Task inputs ::
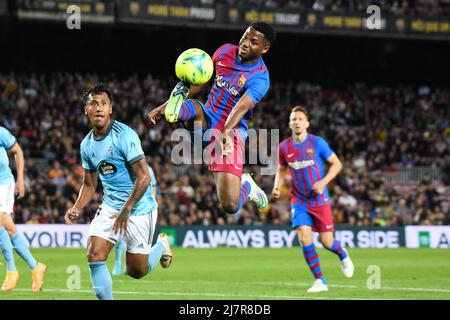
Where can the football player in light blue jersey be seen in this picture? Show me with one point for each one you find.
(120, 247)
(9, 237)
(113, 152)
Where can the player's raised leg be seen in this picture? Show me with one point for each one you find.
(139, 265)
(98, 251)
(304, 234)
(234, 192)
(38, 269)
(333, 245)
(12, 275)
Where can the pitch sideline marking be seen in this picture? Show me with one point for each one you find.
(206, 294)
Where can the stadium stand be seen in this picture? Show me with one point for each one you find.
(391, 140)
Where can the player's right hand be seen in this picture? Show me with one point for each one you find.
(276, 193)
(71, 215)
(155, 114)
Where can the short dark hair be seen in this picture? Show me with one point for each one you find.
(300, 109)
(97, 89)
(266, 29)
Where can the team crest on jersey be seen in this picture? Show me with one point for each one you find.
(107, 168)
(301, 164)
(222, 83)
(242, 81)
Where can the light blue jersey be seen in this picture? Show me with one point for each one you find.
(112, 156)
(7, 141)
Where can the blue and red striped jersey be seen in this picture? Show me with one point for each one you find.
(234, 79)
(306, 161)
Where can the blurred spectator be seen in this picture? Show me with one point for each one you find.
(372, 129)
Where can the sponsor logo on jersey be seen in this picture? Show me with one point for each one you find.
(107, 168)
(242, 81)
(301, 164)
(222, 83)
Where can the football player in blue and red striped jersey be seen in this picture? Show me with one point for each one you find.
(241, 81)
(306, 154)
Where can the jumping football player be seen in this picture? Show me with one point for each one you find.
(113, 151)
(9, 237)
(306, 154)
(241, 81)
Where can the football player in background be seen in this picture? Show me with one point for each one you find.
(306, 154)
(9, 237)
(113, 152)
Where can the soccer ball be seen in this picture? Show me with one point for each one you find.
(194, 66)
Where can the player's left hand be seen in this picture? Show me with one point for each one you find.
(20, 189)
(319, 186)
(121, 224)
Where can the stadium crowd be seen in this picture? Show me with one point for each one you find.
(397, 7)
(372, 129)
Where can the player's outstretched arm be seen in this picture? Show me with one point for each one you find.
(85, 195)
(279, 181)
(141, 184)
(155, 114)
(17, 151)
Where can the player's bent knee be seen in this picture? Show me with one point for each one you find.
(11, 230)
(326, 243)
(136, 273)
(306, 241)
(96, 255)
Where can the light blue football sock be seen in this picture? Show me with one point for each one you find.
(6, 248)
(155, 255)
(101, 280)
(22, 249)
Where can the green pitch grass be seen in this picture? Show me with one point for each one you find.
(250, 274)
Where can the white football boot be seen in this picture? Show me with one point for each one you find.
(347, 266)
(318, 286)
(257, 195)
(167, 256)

---

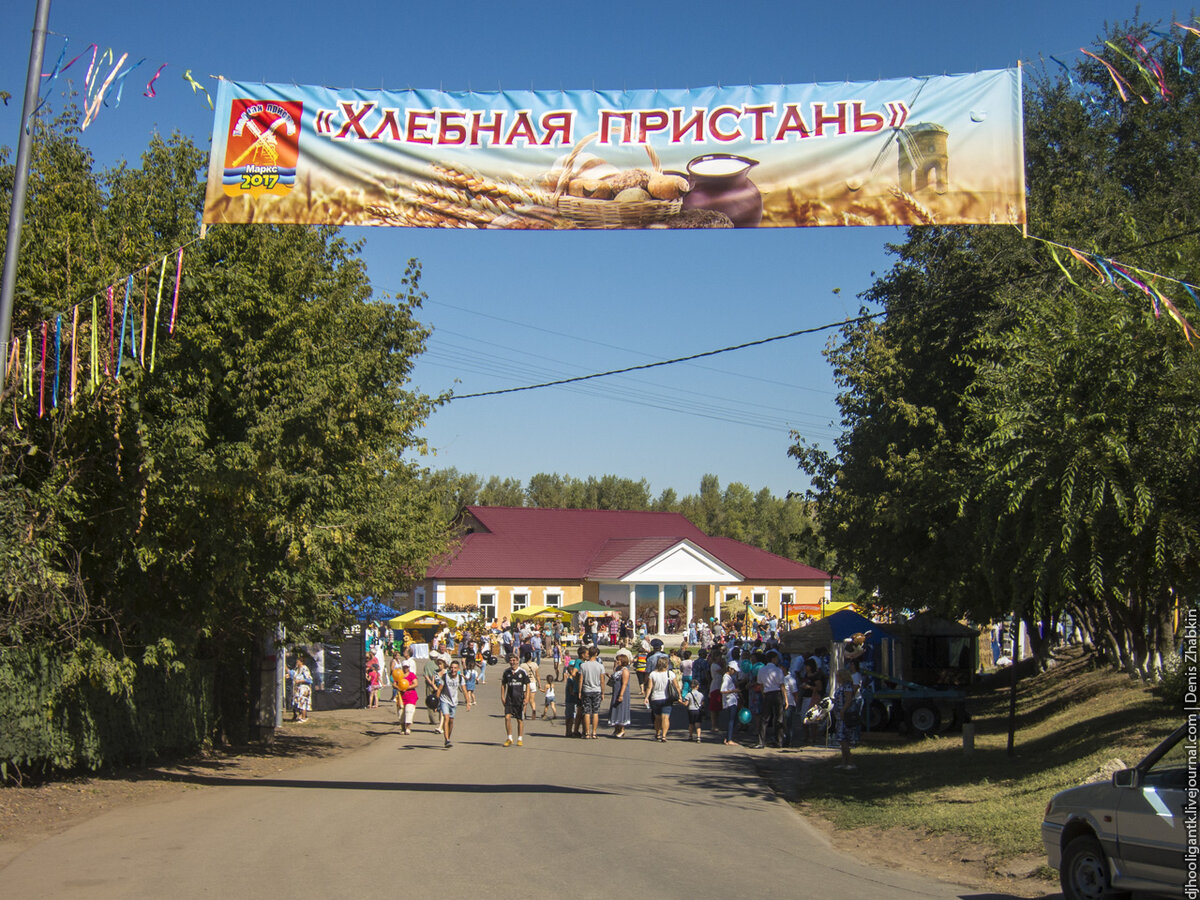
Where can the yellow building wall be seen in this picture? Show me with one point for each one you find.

--

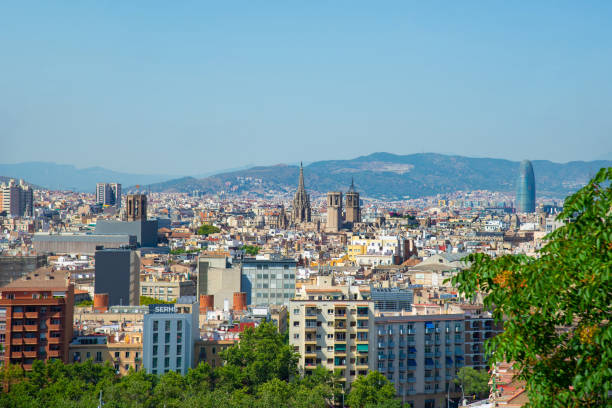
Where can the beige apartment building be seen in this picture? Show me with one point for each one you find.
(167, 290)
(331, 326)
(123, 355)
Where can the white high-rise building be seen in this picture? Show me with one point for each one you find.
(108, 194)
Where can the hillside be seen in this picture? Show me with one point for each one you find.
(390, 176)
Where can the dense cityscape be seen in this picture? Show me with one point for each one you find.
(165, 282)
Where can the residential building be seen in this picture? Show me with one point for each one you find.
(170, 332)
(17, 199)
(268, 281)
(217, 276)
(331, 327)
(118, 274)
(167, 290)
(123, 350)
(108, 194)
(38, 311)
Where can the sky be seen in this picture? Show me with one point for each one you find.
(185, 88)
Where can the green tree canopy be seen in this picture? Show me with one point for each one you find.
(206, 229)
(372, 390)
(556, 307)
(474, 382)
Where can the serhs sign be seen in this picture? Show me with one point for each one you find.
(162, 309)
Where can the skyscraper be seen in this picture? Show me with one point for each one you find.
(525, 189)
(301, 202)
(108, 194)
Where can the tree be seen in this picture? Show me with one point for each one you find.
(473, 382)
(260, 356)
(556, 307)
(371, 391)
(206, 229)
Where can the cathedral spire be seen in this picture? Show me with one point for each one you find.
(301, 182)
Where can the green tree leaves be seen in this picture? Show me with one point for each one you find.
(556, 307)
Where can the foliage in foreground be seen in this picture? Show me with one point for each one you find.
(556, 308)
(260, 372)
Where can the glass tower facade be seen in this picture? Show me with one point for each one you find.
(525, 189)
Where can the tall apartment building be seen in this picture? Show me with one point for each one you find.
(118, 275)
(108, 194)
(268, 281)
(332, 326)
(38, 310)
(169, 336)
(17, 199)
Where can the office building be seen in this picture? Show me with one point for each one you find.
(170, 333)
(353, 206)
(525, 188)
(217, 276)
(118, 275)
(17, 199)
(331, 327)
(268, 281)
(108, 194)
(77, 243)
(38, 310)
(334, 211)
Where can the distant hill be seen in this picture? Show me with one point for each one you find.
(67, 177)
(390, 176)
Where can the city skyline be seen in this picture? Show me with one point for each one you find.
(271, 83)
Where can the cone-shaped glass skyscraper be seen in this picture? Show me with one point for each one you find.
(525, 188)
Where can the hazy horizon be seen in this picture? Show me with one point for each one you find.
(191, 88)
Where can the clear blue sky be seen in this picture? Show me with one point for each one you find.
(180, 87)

Written request :: Return each line of the data above that contains the string "jersey". Matching is case-sensitive.

Answer to the problem ::
Where can the football player in light blue jersey be seen in this picture? Show me with one point for each one you find.
Where can the team crest on jersey be seen in this picture? Show me with one point for each one you find.
Where can the light blue jersey be seen in this picture? Show me with one point for each one you find.
Where can the blue and red striped jersey be seen in this picture? Show me with one point for each one you find.
Where can the sponsor logo on jersey be seen in this picture? Show me with one point for each one you find.
Where can the football player in blue and red striped jersey be seen in this picture? Show me with one point for each one you find.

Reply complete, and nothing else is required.